Every entry must be duplicated precisely as written.

Point localization data
########

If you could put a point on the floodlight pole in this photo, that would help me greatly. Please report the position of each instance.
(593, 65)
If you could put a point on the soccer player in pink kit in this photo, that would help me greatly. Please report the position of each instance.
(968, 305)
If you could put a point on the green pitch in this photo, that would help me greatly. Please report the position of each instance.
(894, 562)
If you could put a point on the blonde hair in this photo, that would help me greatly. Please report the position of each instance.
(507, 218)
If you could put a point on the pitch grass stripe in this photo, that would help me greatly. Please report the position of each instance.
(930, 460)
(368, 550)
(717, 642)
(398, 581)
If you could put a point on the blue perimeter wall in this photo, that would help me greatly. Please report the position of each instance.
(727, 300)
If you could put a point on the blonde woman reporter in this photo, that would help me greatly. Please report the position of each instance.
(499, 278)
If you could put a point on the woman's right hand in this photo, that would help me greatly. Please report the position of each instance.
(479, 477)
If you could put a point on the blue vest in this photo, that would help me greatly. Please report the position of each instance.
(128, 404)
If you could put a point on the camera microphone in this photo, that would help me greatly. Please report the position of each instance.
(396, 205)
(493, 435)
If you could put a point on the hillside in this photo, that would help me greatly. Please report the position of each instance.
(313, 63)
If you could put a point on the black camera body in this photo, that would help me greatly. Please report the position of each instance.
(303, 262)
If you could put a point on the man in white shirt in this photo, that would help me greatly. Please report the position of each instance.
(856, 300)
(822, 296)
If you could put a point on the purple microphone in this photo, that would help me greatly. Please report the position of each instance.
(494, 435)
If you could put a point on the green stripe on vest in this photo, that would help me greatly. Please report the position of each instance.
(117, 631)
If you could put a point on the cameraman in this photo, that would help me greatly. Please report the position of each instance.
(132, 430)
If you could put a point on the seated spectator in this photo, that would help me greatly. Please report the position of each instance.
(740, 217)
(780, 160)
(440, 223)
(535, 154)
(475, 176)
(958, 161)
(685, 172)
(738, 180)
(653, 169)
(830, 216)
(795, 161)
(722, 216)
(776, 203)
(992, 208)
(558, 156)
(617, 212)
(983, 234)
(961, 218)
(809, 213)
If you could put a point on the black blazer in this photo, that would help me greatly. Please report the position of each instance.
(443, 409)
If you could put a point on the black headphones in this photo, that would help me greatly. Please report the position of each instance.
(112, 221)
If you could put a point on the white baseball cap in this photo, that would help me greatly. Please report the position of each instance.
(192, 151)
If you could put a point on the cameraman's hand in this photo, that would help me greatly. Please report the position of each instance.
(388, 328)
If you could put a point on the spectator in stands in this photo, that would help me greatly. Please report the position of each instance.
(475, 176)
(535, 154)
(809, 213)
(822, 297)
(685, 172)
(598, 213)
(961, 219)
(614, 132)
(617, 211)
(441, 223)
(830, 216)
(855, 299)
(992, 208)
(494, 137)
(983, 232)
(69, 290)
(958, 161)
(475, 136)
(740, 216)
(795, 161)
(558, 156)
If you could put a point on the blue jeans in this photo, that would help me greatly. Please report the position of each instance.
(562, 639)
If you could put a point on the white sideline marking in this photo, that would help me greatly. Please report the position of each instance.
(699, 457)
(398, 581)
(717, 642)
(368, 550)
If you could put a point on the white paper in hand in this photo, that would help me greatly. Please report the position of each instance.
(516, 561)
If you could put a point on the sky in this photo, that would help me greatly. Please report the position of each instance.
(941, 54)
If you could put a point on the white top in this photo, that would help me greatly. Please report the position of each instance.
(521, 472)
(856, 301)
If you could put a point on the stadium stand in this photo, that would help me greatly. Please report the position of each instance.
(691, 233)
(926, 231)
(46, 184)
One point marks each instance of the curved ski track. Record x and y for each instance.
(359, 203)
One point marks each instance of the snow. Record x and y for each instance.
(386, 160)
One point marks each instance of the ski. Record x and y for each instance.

########

• **Exercise solution**:
If you could put a point on the floodlight pole in this photo, that would help me greatly. Please report the position of each instance.
(593, 65)
If you could put a point on the soccer player in pink kit in this photo, that would help me greatly. Please report the position of each instance.
(968, 305)
If you could put a point on the green pitch in this photo, that would help me greatly. Please report the position of each instance.
(894, 562)
If you could put a point on the blonde hair in this photo, that would help me greatly. Please report the position of each instance.
(507, 218)
If you could put a point on the pitch grass stripe in this photo, that would help me greatly. Please report the position of each instance.
(930, 460)
(368, 550)
(717, 642)
(398, 581)
If you could put a point on the blue perimeter wall in this photo, that would help me greatly. Please report the position of each instance.
(727, 300)
If you could put a point on the blonde woman reporter in this photo, that would help me greatly. Please report the position of each instance.
(499, 278)
If you could put a point on the woman's right hand in this photo, that would help me greatly. Please report the position of each instance.
(479, 477)
If you could put a point on the blue vest in this photo, that would help me greatly. Please report the position of each instance.
(128, 404)
If you could put a point on the camera microphone in this photo, that would help me greatly. Please report the position of each instance.
(396, 205)
(493, 435)
If you could put a point on the hillside in this photo, that would help me greatly. Please report the position of each instance.
(313, 63)
If you could put a point on the black camera body in this photo, that would help me greatly. Please report the position of each instance.
(303, 262)
If you could put a point on the man in white shirt in this photo, that would help me greatly. Please report the position of each instance.
(856, 300)
(822, 296)
If you could put a point on the purple microphone in this photo, that would help me greatly. Please report the position of each instance.
(494, 435)
If you could put a point on the green stripe on vest in this photo, that would help me greatly. Please report the position of each instance.
(117, 631)
If you could put a point on the cameraman in this photo, that would help me greatly. Please report the position of each instance.
(132, 430)
If you could put a point on the seated spectator in this photo, that would help me greatly. Please report the position of each instance.
(740, 217)
(780, 160)
(440, 223)
(535, 154)
(475, 176)
(958, 161)
(685, 172)
(738, 180)
(653, 169)
(830, 216)
(795, 161)
(722, 216)
(776, 203)
(992, 208)
(558, 156)
(617, 212)
(983, 234)
(961, 218)
(809, 213)
If you could put a point on the black blazer in this photo, that would help me greatly. Please report the position of each instance.
(443, 409)
If you could put a point on the black headphones in this photo, that would help me greatly. Please report the position of each instance.
(112, 221)
If you could put a point on the white baseball cap in this photo, that would help me greatly. Please report the position of each instance.
(192, 151)
If you could put a point on the cameraman's hand in this photo, that would help me greatly. Please report the position of each instance.
(388, 328)
If you could put a point on the spectator in stands in this photo, that would help me greatly. Please report the position of each instance.
(475, 176)
(535, 154)
(809, 213)
(822, 297)
(685, 172)
(598, 213)
(961, 219)
(614, 132)
(617, 211)
(441, 223)
(830, 216)
(855, 299)
(992, 208)
(494, 137)
(983, 232)
(69, 290)
(958, 161)
(475, 136)
(740, 216)
(795, 161)
(558, 156)
If you could put a point on the blue jeans in this photo, that would help me greatly. Please report the position of each instance.
(562, 639)
If you could put a point on the white sideline marking in this photo, that would help me greatly. Please report the position of each instance.
(699, 457)
(398, 581)
(717, 642)
(368, 550)
If you could put a point on the white paper in hand in this photo, that would help me greatly. Please report the position of each instance.
(516, 561)
If you could put a point on the sky in this photo, that would help me greatly. Please report the position of each instance.
(941, 54)
If you could put a point on the white top in this photo, that would help me greatly. Please report the position of each instance.
(521, 472)
(856, 301)
If you could put a point on the stadium stand in this photo, that would help me greatly. Please report the position of each instance.
(691, 233)
(926, 231)
(46, 184)
One point marks each instance of the curved ski track. Record x and y for each instance.
(359, 203)
One point marks each instance of the snow. Record x and y for each instance.
(386, 160)
One point marks each instance of the ski. Record x and y for each instance.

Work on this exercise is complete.